## The tasks
**a.** Echo the part of the language-region codes page from "For example, one" up to and including "be the same.".
**b.** Answer these questions from the language-region codes page:
(i) What does the region code ar stand for?
(ii) Which language is named in the example cs-jm?
(iii) Which site does the page mention as showing that others needed such a list?
**c.** Translate this sentence from the language-region codes page into Spanish: "I observed that language/region codes are not always correct."

Sean Crist's Homepage Home > Professional > Pages > Language/Region Codes Contact

Language/Region codes: a list of likely combinations



Short summary

Suppose you have a field containing language-region codes, such as en-us or ja-jp, and you want to validate this field. You can do the following:

While there are ISO standards for language codes and for region codes, there are no defined standards for language-region combinations. Any combination of language + region is legal. mn-ie (Mongolian as spoken in Ireland) or cs-jm (Czech as spoken in Jamaica) are unlikely, but just as legal as en-us or ja-jp.

However, you might want to check your field against a reasonable list of likely combinations. This page provides a free list of this type, carefully compiled by a professional linguist who works in natural language processing. In an industry context, this list will probably suffice for most practical validation purposes.



Details

This project grew out of a work project where I had to draw together linguistic data from many different sources. I observed that language/region codes are not always correct. I needed an automated means to detect likely errors and flag them.

For example, one source of data included the code ar-ar. The language code ar means Arabic, but the region code ar means Argentina. I am not aware of any significant community of Arabic speakers in Argentina, and feel safe in considering this to be an error. Whoever created the data may have meant "Arabic as spoken in (Saudi) Arabia", or perhaps followed the model of codes such as de-de or fr-fr where the language and region codes happen to be the same.

I looked around for a suitable list to use for validation purposes, but was somewhat surprised that I could not find one. I could see from questions on sites such as Stack Overflow that others had need for such a resource. So, I decided to put together such a list myself—not just for my own immediate purposes, but rather to solve the problem generally. My aim is to include most combinations which have some likelihood of appearing in a major international commercial software product.

Stored records
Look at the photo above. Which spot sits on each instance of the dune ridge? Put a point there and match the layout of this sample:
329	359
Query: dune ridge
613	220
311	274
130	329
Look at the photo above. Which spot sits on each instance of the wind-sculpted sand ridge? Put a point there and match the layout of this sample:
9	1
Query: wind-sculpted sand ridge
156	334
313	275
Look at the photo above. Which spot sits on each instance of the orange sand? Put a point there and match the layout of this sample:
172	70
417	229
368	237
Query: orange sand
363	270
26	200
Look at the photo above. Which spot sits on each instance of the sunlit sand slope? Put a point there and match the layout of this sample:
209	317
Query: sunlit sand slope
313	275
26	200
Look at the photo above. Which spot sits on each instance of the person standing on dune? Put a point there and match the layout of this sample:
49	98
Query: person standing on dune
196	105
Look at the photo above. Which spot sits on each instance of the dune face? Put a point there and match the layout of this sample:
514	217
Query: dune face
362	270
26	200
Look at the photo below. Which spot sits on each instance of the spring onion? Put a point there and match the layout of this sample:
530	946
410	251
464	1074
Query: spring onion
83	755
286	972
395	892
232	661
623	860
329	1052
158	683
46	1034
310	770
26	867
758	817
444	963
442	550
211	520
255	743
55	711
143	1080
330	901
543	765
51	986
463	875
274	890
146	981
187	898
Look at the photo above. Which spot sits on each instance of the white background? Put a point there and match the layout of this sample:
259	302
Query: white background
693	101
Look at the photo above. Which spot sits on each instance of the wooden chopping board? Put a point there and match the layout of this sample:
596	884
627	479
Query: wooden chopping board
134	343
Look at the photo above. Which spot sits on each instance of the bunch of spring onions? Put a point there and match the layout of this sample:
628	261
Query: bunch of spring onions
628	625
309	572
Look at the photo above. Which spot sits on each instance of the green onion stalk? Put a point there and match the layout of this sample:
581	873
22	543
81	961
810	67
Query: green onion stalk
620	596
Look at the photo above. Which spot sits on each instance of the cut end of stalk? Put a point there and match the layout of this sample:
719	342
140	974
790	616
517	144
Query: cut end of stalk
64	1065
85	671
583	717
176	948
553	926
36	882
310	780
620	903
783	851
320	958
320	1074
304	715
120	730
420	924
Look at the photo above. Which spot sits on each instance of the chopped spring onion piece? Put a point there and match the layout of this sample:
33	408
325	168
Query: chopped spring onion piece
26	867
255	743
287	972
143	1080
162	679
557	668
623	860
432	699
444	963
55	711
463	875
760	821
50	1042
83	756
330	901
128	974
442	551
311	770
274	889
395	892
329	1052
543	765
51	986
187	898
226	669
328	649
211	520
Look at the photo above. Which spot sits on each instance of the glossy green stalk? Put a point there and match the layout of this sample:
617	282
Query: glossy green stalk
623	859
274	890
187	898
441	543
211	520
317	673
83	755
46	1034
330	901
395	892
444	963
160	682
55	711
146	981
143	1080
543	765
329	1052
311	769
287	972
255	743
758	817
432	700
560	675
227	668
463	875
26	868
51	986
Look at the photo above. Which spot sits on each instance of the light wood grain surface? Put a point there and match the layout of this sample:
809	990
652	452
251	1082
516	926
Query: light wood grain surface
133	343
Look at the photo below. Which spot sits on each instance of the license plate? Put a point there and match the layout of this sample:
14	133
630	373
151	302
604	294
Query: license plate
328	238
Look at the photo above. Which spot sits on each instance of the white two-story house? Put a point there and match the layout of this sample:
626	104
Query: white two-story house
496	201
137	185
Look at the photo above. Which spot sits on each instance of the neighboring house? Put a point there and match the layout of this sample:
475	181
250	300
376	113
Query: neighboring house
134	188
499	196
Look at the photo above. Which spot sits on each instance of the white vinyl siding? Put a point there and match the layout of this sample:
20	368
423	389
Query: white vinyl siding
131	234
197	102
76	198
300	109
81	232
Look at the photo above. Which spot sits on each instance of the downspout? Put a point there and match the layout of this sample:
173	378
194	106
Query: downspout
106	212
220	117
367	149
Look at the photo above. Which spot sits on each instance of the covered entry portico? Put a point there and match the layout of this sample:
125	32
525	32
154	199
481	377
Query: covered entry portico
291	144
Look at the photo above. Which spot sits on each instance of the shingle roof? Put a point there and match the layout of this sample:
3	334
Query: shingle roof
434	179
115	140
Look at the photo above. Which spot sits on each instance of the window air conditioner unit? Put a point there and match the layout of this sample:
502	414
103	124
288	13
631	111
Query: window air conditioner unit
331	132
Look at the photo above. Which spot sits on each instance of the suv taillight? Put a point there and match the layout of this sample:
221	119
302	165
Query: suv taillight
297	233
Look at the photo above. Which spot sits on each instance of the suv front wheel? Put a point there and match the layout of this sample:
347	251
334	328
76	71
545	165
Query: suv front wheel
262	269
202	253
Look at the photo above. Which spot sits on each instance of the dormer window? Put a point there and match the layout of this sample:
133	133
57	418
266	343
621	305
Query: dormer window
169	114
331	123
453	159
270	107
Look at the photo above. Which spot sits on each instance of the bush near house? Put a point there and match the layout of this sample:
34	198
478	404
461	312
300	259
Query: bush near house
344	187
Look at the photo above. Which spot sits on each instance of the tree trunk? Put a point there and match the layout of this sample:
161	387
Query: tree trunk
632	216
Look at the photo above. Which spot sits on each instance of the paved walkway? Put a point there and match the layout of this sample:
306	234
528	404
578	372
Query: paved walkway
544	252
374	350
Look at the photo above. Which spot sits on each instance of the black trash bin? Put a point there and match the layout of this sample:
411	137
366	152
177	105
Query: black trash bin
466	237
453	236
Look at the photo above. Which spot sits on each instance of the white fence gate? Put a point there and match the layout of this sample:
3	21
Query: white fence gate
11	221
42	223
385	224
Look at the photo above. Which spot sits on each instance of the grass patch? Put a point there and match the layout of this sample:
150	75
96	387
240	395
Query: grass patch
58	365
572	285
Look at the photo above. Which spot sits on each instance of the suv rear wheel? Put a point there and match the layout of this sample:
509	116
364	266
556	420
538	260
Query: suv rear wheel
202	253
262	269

## Solutions below
**a.**
For example, one source of data included the code ar-ar. The language code ar means Arabic, but the region code ar means Argentina. I am not aware of any significant community of Arabic speakers in Argentina, and feel safe in considering this to be an error. Whoever created the data may have meant "Arabic as spoken in (Saudi) Arabia", or perhaps followed the model of codes such as de-de or fr-fr where the language and region codes happen to be the same.

**b.**
(i) Argentina
(ii) Czech
(iii) Stack Overflow

**c.** Observé que los códigos de idioma/región no siempre son correctos.